# Problem description
Below are some records; print every one of them exactly.

# Input
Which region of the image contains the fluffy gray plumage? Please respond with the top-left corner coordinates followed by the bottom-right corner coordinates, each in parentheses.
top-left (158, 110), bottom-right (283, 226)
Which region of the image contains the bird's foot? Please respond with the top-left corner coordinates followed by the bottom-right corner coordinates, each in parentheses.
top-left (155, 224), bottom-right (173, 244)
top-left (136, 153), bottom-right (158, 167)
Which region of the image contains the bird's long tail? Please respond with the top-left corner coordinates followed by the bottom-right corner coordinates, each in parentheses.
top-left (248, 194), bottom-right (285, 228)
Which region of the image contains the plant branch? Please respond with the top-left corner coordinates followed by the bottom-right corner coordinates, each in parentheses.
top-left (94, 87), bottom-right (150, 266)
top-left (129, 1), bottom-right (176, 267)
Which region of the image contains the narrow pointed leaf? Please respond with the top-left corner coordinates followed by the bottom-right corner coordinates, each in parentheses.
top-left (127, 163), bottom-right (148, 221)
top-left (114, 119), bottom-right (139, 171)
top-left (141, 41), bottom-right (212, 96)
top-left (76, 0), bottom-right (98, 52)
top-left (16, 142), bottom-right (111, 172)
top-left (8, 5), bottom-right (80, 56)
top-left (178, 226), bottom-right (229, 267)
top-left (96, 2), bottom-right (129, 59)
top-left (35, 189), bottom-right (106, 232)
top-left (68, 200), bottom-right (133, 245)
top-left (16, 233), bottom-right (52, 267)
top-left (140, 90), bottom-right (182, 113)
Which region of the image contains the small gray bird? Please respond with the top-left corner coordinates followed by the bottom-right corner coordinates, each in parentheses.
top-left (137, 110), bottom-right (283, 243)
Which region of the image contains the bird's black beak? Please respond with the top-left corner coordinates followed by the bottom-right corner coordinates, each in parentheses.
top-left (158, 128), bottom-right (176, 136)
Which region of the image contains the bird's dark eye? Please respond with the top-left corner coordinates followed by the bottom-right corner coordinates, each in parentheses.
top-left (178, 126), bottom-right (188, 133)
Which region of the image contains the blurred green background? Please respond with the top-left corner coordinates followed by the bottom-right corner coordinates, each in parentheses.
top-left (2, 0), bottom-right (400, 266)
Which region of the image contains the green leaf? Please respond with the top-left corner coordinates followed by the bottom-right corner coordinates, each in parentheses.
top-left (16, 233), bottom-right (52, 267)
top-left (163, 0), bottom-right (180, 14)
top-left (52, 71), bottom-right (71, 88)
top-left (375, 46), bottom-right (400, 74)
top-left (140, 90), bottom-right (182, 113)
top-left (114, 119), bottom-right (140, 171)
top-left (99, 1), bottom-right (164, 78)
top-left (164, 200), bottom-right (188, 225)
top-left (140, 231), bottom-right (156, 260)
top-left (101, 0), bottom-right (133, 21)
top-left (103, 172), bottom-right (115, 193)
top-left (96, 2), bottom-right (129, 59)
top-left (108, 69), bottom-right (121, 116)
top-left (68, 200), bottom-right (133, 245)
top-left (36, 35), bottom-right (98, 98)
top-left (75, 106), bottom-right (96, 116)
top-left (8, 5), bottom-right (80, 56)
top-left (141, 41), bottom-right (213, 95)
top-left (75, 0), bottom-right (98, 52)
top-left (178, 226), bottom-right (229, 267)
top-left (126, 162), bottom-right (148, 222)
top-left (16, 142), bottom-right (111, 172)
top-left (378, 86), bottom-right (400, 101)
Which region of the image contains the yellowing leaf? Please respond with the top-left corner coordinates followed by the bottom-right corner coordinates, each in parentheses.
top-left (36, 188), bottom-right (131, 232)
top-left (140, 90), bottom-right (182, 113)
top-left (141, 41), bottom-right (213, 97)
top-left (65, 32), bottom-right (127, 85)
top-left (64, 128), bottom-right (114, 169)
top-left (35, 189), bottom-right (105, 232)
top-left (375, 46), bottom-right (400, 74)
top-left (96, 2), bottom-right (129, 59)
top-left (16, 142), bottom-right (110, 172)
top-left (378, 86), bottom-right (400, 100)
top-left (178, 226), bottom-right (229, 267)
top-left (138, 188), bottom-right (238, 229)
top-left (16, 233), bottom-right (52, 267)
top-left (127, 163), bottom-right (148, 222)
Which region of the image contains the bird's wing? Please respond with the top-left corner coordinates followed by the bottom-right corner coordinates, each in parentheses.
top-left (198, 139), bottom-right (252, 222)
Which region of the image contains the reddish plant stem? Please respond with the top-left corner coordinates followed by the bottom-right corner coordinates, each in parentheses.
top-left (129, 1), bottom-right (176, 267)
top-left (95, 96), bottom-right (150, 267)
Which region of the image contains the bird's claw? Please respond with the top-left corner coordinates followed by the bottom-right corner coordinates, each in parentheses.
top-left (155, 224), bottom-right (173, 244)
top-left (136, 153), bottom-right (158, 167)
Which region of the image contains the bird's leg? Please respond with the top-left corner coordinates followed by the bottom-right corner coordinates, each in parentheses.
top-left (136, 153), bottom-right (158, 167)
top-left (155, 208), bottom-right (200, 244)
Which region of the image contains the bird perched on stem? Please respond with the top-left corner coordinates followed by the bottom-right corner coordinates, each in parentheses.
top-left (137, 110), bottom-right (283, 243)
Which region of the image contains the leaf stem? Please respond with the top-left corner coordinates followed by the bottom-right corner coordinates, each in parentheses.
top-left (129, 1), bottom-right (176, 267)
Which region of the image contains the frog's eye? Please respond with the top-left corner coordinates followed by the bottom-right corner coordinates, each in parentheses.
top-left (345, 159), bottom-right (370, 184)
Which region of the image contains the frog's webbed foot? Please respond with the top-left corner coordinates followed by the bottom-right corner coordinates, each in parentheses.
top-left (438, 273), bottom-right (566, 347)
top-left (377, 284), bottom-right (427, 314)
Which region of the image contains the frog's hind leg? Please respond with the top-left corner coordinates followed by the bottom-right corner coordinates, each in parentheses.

# Worked solution
Which region of the image contains the fluffy gray plumage? Please respond with the top-left corner coordinates followed by the bottom-right corner coordinates, each in parentheses.
top-left (158, 110), bottom-right (283, 226)
Which region of the image contains the bird's foot? Please respond with the top-left corner coordinates followed by the bottom-right corner coordinates, each in parentheses.
top-left (155, 224), bottom-right (173, 244)
top-left (136, 153), bottom-right (158, 167)
Which region of the image contains the bird's long tail? Please respond with the top-left corner coordinates followed by the bottom-right corner coordinates, each in parentheses.
top-left (248, 194), bottom-right (285, 228)
Which region of the image contains the plant branch? Please respond with the top-left corner coordinates followed by the bottom-right corner coordinates, each in parentheses.
top-left (94, 87), bottom-right (150, 266)
top-left (129, 1), bottom-right (176, 267)
Which region of the image contains the narrow pointed leaf? Please respond with the top-left corner coordinates followed by the bottom-right corner coordinates, each in parentheses.
top-left (127, 163), bottom-right (148, 221)
top-left (114, 119), bottom-right (139, 171)
top-left (141, 41), bottom-right (212, 96)
top-left (76, 0), bottom-right (98, 52)
top-left (16, 142), bottom-right (111, 172)
top-left (8, 5), bottom-right (80, 56)
top-left (178, 226), bottom-right (229, 267)
top-left (96, 2), bottom-right (129, 59)
top-left (35, 189), bottom-right (106, 232)
top-left (68, 200), bottom-right (133, 245)
top-left (16, 233), bottom-right (52, 267)
top-left (140, 90), bottom-right (182, 113)
Which region of the image contains the small gray bird? Please respond with the top-left corner coordinates followed by the bottom-right corner coordinates, each in parentheses.
top-left (137, 110), bottom-right (283, 243)
Which region of the image contains the bird's black beak? Please respond with the top-left corner coordinates followed by the bottom-right corner coordinates, each in parentheses.
top-left (158, 128), bottom-right (176, 136)
Which region of the image contains the bird's dark eye? Please respond with the top-left corner coordinates followed by the bottom-right corner coordinates, each in parentheses.
top-left (178, 126), bottom-right (188, 133)
Which region of the image contains the blurred green background? Please respond with the top-left corner coordinates followed by the bottom-right corner coordinates, each in parentheses.
top-left (2, 0), bottom-right (400, 266)
Which region of the image contains the green leaf? Please respond with the top-left corner coordinates followed by the bottom-right corner coordinates, each in parentheses.
top-left (16, 233), bottom-right (52, 267)
top-left (163, 0), bottom-right (180, 14)
top-left (52, 71), bottom-right (71, 88)
top-left (375, 46), bottom-right (400, 74)
top-left (140, 90), bottom-right (182, 113)
top-left (114, 119), bottom-right (140, 171)
top-left (99, 1), bottom-right (164, 78)
top-left (164, 200), bottom-right (188, 225)
top-left (140, 231), bottom-right (156, 260)
top-left (101, 0), bottom-right (133, 21)
top-left (103, 172), bottom-right (115, 193)
top-left (96, 2), bottom-right (129, 59)
top-left (108, 69), bottom-right (121, 116)
top-left (68, 200), bottom-right (133, 245)
top-left (36, 35), bottom-right (98, 98)
top-left (75, 106), bottom-right (96, 116)
top-left (8, 5), bottom-right (80, 56)
top-left (141, 41), bottom-right (213, 95)
top-left (75, 0), bottom-right (98, 52)
top-left (178, 226), bottom-right (229, 267)
top-left (126, 162), bottom-right (148, 222)
top-left (16, 142), bottom-right (111, 172)
top-left (378, 86), bottom-right (400, 101)
Which region of the image contains the yellowing leaf? Please respond with the top-left corner coordinates followed by the bottom-right corner coordinates, each in parentheses.
top-left (36, 188), bottom-right (131, 232)
top-left (140, 90), bottom-right (182, 113)
top-left (141, 41), bottom-right (213, 97)
top-left (65, 32), bottom-right (127, 85)
top-left (64, 128), bottom-right (114, 169)
top-left (35, 189), bottom-right (105, 232)
top-left (375, 46), bottom-right (400, 74)
top-left (96, 2), bottom-right (129, 59)
top-left (16, 142), bottom-right (110, 172)
top-left (378, 86), bottom-right (400, 100)
top-left (178, 226), bottom-right (229, 267)
top-left (138, 188), bottom-right (238, 229)
top-left (16, 233), bottom-right (52, 267)
top-left (127, 163), bottom-right (148, 222)
Which region of the image contains the bird's wing? Please respond with the top-left corner coordinates followed by the bottom-right corner coordinates, each in parentheses.
top-left (198, 139), bottom-right (252, 222)
Which region of the image contains the reddish plant stem? Please respond with the top-left corner coordinates followed by the bottom-right corner coordinates, each in parentheses.
top-left (129, 1), bottom-right (176, 267)
top-left (95, 96), bottom-right (150, 267)
Which region of the image contains the bird's claw? Please respond with the top-left corner coordinates followed by the bottom-right corner coordinates, each in parentheses.
top-left (155, 224), bottom-right (173, 244)
top-left (136, 153), bottom-right (158, 167)
Which region of the image contains the bird's leg? Please respond with the top-left corner coordinates followed by the bottom-right corner coordinates, each in parentheses.
top-left (136, 153), bottom-right (158, 167)
top-left (155, 208), bottom-right (200, 244)
Which region of the image contains the bird perched on stem? Please respond with the top-left corner coordinates followed by the bottom-right corner coordinates, each in parentheses.
top-left (137, 110), bottom-right (283, 243)
Which region of the image contains the leaf stem? Please respond with the top-left corner coordinates followed by the bottom-right corner coordinates, each in parentheses.
top-left (129, 1), bottom-right (176, 267)
Which region of the image contains the frog's eye? Please respond with the top-left corner coordinates followed by the bottom-right corner coordinates, each in parentheses.
top-left (345, 159), bottom-right (370, 184)
Which region of the image contains the frog's webbed foot? Please respond with the top-left corner coordinates followed by the bottom-right corner coordinates, each in parentheses.
top-left (438, 273), bottom-right (566, 347)
top-left (377, 284), bottom-right (427, 314)
Which region of the image contains the frog's hind leg? Please respond with the top-left corner coordinates followed by the bottom-right corner coordinates, each in parentheses.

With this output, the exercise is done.